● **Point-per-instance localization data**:
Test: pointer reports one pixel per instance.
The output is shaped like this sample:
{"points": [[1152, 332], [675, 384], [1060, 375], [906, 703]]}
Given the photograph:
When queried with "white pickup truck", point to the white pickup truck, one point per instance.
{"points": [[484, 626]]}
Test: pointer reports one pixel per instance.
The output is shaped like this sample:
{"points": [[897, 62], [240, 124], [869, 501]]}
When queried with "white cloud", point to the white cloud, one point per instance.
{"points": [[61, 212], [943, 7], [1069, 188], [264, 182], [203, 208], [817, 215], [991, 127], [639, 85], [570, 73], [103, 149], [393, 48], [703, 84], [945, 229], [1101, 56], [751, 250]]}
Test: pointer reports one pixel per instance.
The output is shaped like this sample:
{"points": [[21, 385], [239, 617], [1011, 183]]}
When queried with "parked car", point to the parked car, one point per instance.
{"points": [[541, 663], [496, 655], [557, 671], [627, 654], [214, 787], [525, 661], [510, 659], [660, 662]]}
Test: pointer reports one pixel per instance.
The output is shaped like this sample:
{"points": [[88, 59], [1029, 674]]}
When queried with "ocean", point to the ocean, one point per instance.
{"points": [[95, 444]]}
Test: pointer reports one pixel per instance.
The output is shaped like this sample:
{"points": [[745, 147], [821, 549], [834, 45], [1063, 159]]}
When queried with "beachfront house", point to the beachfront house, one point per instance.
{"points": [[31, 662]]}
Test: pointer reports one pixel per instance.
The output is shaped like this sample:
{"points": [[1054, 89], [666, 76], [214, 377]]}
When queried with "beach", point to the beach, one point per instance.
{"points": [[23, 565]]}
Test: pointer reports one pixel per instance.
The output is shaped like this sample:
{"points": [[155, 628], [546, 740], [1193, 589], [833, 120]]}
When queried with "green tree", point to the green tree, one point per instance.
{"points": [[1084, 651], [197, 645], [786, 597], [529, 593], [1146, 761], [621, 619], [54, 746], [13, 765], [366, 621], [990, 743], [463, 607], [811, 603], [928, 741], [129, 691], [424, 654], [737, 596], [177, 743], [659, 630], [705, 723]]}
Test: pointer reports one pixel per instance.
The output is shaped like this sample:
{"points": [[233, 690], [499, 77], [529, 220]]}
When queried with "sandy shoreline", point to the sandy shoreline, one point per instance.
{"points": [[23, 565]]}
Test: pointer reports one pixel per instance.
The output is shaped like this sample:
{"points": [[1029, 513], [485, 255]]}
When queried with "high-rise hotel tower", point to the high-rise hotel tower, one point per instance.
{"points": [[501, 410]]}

● **Directions**:
The answer must be an exact transcription of every record above.

● **Completed task**:
Test: pointer reports one pixel per instance.
The output is shaped like this sample:
{"points": [[1152, 332], [675, 384], [1060, 375], [906, 703]]}
Given the photograph:
When queried with "white pickup truck", point to the white pickup truck, one point per instance.
{"points": [[484, 626]]}
Test: pointer reports one pixel per instance.
The output is shaped like this sample:
{"points": [[897, 62], [240, 124], [869, 501]]}
When queried with "white cloud", point to the white cloud, one point per instance.
{"points": [[61, 212], [943, 7], [1069, 188], [264, 182], [203, 208], [817, 215], [991, 127], [639, 85], [570, 73], [103, 149], [393, 48], [703, 84], [945, 229], [1101, 56], [751, 250]]}
Test: pointer reports one pixel per instance.
The output is shaped like this sample:
{"points": [[21, 385], [239, 617], [1011, 183]]}
When queried with "parked car", point to the parked car, one point per instance.
{"points": [[541, 663], [496, 655], [557, 671], [627, 654], [214, 787], [525, 661], [510, 659], [660, 662]]}
Test: pointer reports one pixel per instance.
The output is shaped like this sample:
{"points": [[88, 59], [1029, 674]]}
When queried with "ocean", point to the ocean, one point per instance.
{"points": [[95, 444]]}
Test: pointer reports one pixel per instance.
The output is shaped like this sample:
{"points": [[745, 147], [821, 549], [834, 45], [1063, 159]]}
When queried with "beachfront house", point to the beachfront house, one point per instance.
{"points": [[31, 662]]}
Test: pointer reports one pixel per instance.
The output is shaped like this sample:
{"points": [[1054, 89], [666, 76], [214, 377]]}
When queried with "beach", point to the beach, one point per instance.
{"points": [[23, 565]]}
Test: pointer reports one pixel per instance.
The output is shaped like this sample:
{"points": [[155, 628], [546, 740], [1193, 589], [833, 120]]}
When queried with "green tree", point to the green tree, one point per instance.
{"points": [[1084, 651], [197, 645], [786, 597], [529, 593], [1146, 761], [621, 619], [54, 746], [13, 765], [366, 621], [990, 743], [463, 607], [811, 603], [928, 741], [129, 691], [424, 654], [737, 596], [177, 743], [659, 630], [705, 723]]}
Test: pointer reports one pixel per instance.
The output is shaped like this sample:
{"points": [[233, 690], [499, 77], [529, 220]]}
When queried with "sandy shoreline", point to the sandy shoreline, one point per instance.
{"points": [[23, 565]]}
Test: pointer reports one pixel per instance.
The output is shaped like this sample:
{"points": [[1029, 513], [485, 255]]}
When queried with "high-rise hotel tower", point to the high-rise hotel tower, one point per instance.
{"points": [[501, 410]]}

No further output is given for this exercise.